===== PROVIDED RECORDS

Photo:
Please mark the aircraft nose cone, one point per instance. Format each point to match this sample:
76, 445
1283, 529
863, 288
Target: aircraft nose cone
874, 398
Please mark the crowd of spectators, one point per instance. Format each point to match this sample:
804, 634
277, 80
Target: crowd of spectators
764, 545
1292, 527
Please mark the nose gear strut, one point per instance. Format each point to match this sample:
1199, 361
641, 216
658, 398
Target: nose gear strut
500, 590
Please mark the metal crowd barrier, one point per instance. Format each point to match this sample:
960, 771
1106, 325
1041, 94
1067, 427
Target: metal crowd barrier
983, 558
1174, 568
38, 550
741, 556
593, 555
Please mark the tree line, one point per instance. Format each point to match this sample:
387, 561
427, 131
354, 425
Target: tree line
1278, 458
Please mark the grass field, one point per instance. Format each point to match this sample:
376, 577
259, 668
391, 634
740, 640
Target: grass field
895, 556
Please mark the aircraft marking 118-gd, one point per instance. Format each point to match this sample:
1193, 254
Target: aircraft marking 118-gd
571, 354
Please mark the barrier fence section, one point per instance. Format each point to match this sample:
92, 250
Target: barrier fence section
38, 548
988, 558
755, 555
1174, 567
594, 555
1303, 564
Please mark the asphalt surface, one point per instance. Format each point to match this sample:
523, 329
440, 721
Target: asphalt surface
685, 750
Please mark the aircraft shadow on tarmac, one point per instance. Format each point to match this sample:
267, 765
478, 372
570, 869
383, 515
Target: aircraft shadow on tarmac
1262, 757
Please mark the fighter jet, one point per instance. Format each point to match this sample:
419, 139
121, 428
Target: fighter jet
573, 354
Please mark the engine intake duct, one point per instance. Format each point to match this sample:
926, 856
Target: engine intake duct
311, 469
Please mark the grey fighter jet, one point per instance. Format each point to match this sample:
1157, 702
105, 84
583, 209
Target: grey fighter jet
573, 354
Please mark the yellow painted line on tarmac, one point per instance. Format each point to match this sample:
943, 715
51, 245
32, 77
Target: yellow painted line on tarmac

==========

Please put the lines of the entries into a Markdown table with columns Row and Line, starting at the line containing "Please mark the grey" and running through the end of the entries. Number each line in Row and leave out blank lines.

| Row | Line |
|---|---|
| 1 | Please mark the grey fighter jet, one point per instance. Format each point to match this sample: |
| 2 | 1157, 702 |
| 3 | 105, 84 |
| 4 | 583, 209 |
| 5 | Target: grey fighter jet |
| 6 | 573, 354 |
| 7 | Please mark the yellow painted line on tarmac, one point per instance. Format each point to match this sample: |
| 8 | 943, 715 |
| 9 | 51, 245 |
| 10 | 32, 77 |
| 11 | Target: yellow painted line on tarmac |